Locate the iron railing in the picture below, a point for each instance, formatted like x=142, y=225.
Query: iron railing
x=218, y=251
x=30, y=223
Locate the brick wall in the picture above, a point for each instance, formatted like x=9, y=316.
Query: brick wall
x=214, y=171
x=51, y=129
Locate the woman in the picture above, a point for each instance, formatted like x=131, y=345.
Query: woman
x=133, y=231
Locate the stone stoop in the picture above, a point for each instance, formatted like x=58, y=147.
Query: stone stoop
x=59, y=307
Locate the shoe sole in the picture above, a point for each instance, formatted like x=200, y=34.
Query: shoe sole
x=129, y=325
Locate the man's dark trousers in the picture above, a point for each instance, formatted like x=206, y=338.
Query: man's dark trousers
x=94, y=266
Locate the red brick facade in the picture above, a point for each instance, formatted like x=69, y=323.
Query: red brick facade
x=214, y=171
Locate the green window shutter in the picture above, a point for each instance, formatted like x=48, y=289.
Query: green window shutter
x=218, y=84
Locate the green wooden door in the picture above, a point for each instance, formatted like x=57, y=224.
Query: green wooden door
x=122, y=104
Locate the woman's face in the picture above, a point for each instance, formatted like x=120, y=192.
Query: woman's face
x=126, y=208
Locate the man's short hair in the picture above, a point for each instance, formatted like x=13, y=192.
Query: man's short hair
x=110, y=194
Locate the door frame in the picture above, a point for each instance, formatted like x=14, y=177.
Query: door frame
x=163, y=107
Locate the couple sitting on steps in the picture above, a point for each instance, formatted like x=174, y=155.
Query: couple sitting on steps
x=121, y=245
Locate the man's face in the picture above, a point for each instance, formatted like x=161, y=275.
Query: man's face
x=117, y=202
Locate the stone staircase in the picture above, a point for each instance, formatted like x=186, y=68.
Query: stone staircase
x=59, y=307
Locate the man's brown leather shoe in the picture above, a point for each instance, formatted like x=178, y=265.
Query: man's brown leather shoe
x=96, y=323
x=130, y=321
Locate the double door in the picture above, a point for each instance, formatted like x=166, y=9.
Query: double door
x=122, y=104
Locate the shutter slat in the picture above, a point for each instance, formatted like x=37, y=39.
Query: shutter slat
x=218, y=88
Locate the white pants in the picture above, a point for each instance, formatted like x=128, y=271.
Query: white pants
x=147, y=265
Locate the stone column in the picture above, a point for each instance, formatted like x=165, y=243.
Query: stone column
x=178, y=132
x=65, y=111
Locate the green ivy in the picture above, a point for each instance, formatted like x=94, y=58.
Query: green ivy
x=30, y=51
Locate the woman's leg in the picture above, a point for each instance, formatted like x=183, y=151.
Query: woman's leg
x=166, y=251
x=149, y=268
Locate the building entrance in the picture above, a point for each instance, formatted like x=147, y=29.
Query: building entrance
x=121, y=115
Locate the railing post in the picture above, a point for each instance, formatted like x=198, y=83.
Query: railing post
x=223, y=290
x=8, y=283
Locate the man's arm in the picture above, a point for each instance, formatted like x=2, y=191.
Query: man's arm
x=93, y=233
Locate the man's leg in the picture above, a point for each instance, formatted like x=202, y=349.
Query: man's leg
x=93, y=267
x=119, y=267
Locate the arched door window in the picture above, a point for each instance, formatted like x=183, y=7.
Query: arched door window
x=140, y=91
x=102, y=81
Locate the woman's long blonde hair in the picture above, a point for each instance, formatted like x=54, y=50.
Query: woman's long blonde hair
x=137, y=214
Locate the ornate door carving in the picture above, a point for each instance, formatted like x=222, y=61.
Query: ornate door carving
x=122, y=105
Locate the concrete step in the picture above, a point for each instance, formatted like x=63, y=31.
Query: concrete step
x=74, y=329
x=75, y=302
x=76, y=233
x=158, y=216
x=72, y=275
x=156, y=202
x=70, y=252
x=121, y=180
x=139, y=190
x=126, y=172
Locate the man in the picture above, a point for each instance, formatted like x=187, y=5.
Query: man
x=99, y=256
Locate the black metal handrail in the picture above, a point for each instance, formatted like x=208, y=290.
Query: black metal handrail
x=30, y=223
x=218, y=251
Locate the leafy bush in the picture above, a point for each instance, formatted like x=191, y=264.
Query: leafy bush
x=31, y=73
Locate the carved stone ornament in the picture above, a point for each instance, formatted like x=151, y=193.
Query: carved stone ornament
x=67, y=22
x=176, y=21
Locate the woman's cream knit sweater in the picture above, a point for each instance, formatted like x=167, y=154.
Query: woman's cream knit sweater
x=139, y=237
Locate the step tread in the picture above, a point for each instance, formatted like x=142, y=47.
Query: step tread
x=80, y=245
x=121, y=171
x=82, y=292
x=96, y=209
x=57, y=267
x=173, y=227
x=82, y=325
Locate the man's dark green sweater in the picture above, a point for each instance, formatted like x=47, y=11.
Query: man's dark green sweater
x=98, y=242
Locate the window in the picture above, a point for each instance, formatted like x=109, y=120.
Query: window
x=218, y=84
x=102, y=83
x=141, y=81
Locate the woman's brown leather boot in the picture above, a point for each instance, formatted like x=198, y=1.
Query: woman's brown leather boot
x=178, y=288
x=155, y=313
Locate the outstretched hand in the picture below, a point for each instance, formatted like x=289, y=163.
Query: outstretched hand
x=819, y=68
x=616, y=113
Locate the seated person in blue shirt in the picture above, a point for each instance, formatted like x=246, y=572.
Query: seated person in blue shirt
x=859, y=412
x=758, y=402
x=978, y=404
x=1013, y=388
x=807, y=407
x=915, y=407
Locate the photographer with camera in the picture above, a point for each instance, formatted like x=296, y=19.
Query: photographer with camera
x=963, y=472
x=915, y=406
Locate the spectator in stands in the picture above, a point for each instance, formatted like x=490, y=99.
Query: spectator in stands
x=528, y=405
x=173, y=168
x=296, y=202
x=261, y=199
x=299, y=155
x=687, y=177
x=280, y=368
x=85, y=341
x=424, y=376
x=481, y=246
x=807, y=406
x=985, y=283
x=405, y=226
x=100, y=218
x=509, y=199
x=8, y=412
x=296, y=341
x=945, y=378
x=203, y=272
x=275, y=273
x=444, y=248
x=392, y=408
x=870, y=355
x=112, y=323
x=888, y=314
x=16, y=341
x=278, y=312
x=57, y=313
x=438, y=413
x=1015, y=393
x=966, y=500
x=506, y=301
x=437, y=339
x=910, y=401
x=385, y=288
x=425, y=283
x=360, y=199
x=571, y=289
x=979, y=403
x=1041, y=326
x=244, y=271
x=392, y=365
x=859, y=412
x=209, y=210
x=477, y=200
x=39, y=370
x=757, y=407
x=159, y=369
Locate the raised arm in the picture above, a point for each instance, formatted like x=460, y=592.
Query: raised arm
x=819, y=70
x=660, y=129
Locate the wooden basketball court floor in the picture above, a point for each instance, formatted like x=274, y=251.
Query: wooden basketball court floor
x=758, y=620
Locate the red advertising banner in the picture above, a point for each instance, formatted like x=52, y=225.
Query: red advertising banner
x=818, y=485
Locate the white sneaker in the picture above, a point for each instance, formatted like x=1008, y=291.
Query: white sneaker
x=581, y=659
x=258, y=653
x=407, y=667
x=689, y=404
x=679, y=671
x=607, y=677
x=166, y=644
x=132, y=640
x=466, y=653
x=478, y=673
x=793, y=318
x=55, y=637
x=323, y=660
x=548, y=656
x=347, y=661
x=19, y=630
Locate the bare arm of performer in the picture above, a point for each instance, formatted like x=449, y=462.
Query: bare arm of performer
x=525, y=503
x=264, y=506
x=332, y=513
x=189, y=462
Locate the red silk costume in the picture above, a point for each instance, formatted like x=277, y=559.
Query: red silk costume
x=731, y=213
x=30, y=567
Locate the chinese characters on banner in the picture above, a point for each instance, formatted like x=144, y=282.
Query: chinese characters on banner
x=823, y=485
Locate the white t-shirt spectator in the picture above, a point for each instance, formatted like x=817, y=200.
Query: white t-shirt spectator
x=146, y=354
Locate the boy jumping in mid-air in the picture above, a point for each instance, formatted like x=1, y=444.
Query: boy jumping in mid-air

» **THE TASK**: Through the line that contains "Locate the shoe", copy the material above exactly, beginning at its first line and including nothing more.

» **ANSWER TO THE PROBLEM**:
Locate the iron railing in the picture below, a point for each instance, formatted like x=142, y=225.
Query: iron railing
x=218, y=251
x=30, y=223
Locate the brick wall in the picture above, a point for each instance, formatted like x=9, y=316.
Query: brick wall
x=214, y=171
x=51, y=129
Locate the woman in the picture above, a point for each instance, formatted like x=131, y=345.
Query: woman
x=133, y=231
Locate the stone stoop in the picture above, a point for each instance, formatted like x=58, y=147.
Query: stone stoop
x=59, y=307
Locate the shoe sole in the picture above, a point for each instance, formatted like x=200, y=34.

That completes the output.